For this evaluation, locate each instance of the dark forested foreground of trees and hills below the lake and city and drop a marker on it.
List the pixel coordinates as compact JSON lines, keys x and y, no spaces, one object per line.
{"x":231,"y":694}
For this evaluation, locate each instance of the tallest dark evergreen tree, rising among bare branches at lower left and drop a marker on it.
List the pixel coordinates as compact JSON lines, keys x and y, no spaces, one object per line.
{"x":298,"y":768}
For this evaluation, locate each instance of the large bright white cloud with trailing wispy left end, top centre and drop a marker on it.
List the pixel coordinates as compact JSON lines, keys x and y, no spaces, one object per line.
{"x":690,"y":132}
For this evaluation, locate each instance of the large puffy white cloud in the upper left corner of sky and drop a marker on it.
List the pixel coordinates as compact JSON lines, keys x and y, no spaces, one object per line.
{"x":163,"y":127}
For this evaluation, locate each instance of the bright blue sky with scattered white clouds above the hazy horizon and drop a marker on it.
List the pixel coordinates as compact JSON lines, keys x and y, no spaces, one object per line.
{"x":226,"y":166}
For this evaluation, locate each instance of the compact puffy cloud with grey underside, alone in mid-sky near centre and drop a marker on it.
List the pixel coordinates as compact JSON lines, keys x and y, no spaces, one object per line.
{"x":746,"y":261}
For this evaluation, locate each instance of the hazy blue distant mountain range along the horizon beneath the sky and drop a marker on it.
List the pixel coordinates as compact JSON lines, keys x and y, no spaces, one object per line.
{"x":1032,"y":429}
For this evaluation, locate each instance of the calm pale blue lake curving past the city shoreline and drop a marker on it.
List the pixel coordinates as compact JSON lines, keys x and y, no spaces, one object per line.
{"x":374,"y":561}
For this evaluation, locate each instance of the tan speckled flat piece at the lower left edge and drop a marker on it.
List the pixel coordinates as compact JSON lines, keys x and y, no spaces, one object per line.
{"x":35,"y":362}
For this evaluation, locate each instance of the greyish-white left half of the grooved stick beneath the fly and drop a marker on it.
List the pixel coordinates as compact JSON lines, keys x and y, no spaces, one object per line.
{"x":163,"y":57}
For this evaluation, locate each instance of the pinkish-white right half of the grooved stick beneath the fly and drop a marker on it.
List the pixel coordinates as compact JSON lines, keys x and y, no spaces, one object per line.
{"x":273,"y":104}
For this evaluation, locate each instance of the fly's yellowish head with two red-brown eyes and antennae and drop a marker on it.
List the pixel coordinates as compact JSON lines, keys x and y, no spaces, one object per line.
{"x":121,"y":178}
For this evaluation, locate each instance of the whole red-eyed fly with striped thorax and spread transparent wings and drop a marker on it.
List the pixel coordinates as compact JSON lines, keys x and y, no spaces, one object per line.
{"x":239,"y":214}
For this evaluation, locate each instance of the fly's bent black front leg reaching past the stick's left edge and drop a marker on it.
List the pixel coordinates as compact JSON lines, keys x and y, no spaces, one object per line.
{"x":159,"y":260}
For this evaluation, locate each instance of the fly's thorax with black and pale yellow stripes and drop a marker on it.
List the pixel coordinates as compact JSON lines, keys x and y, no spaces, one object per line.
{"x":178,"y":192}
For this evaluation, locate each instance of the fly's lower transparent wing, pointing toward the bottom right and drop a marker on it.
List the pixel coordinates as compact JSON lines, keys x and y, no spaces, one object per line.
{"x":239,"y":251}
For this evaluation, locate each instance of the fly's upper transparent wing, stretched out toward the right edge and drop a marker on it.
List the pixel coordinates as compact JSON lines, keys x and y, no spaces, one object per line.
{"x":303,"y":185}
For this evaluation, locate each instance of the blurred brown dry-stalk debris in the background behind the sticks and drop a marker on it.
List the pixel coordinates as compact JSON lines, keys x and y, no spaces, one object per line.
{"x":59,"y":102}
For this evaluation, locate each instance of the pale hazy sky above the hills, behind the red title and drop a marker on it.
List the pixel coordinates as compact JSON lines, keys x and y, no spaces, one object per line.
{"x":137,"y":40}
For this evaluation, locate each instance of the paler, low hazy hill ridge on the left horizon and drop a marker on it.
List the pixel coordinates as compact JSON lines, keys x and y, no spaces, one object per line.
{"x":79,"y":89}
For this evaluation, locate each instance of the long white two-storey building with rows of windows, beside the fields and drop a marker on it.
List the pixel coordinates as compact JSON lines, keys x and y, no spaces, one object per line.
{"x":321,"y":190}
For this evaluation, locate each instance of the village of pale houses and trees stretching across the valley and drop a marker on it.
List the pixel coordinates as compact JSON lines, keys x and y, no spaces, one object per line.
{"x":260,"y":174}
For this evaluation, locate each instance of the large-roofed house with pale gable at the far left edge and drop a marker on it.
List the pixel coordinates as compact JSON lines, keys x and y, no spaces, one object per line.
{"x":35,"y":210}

- _Task requirements_:
Copy out every record above exactly as written.

- _Response_:
For this evaluation, locate each instance of the dark forested foreground of trees and hills below the lake and city and drop a marker on it.
List the pixel coordinates as compact JSON lines, keys x and y, no spaces, one object per line.
{"x":231,"y":694}
For this evaluation, locate each instance of the tallest dark evergreen tree, rising among bare branches at lower left and drop a marker on it.
List the pixel coordinates as compact JSON lines, keys x and y, no spaces, one object per line.
{"x":298,"y":768}
For this evaluation, locate each instance of the large bright white cloud with trailing wispy left end, top centre and drop a marker on it.
List the pixel coordinates as compact JSON lines, keys x and y, no spaces, one object per line.
{"x":690,"y":132}
For this evaluation, locate each instance of the large puffy white cloud in the upper left corner of sky and drop a marker on it.
List the pixel coordinates as compact JSON lines, keys x and y, no spaces, one object per line.
{"x":163,"y":127}
For this evaluation, locate each instance of the bright blue sky with scattered white clouds above the hazy horizon and drop a marker on it.
List the pixel coordinates as compact JSON lines, keys x and y, no spaces, one object per line.
{"x":226,"y":166}
For this evaluation, locate each instance of the compact puffy cloud with grey underside, alone in mid-sky near centre and drop a marker on it.
List the pixel coordinates as compact JSON lines, keys x and y, no spaces, one object per line.
{"x":746,"y":261}
For this evaluation, locate each instance of the hazy blue distant mountain range along the horizon beneath the sky and drop a marker on it.
List the pixel coordinates as compact JSON lines, keys x and y, no spaces, one object per line.
{"x":1032,"y":429}
For this evaluation, locate each instance of the calm pale blue lake curving past the city shoreline and drop a marker on it.
List the pixel coordinates as compact JSON lines, keys x and y, no spaces, one object per line.
{"x":374,"y":561}
For this evaluation, locate each instance of the tan speckled flat piece at the lower left edge and drop a marker on it.
List the pixel coordinates as compact JSON lines, keys x and y, no spaces, one object per line.
{"x":35,"y":362}
For this evaluation, locate each instance of the greyish-white left half of the grooved stick beneath the fly and drop a marker on it.
List the pixel coordinates as compact JSON lines, keys x and y, no spaces, one object per line.
{"x":163,"y":57}
For this evaluation, locate each instance of the pinkish-white right half of the grooved stick beneath the fly and drop a marker on it.
List the pixel coordinates as compact JSON lines, keys x and y, no spaces, one object per line.
{"x":273,"y":104}
For this evaluation, locate each instance of the fly's yellowish head with two red-brown eyes and antennae and drop a marker on it.
List the pixel coordinates as compact JSON lines, keys x and y, no spaces, one object per line.
{"x":121,"y":178}
For this evaluation, locate each instance of the whole red-eyed fly with striped thorax and spread transparent wings and drop a marker on it.
List the pixel coordinates as compact JSON lines, keys x and y, no spaces, one object per line.
{"x":239,"y":214}
For this evaluation, locate each instance of the fly's bent black front leg reaching past the stick's left edge and drop a marker on it.
List the pixel coordinates as compact JSON lines, keys x and y, no spaces, one object per line.
{"x":159,"y":260}
For this evaluation, locate each instance of the fly's thorax with black and pale yellow stripes and drop a marker on it.
List the pixel coordinates as compact JSON lines, keys x and y, no spaces, one object per line.
{"x":178,"y":192}
For this evaluation, locate each instance of the fly's lower transparent wing, pointing toward the bottom right and drop a marker on it.
List the pixel coordinates as compact JSON lines, keys x and y, no spaces, one object per line.
{"x":239,"y":251}
For this evaluation, locate each instance of the fly's upper transparent wing, stretched out toward the right edge and drop a marker on it.
List the pixel coordinates as compact JSON lines, keys x and y, no spaces, one object per line.
{"x":303,"y":185}
For this evaluation, locate each instance of the blurred brown dry-stalk debris in the background behind the sticks and drop a marker on it.
List the pixel coordinates as compact JSON lines, keys x and y, no spaces, one object per line.
{"x":59,"y":102}
For this evaluation, locate each instance of the pale hazy sky above the hills, behind the red title and drop a marker on it.
List the pixel coordinates as compact JSON lines, keys x and y, no spaces, one object per line.
{"x":137,"y":40}
For this evaluation, locate each instance of the paler, low hazy hill ridge on the left horizon and drop a marker on it.
List the pixel coordinates as compact JSON lines, keys x and y, no spaces, one object per line.
{"x":79,"y":89}
For this evaluation, locate each instance of the long white two-storey building with rows of windows, beside the fields and drop a marker on it.
List the pixel coordinates as compact JSON lines, keys x and y, no spaces, one object per line.
{"x":321,"y":190}
For this evaluation, locate each instance of the village of pale houses and trees stretching across the valley and drop a marker on it.
List the pixel coordinates as compact JSON lines, keys x and y, no spaces, one object per line.
{"x":260,"y":174}
For this evaluation, locate each instance of the large-roofed house with pale gable at the far left edge and drop a marker on it.
List the pixel coordinates as compact JSON lines, keys x and y, no spaces, one object per line.
{"x":35,"y":210}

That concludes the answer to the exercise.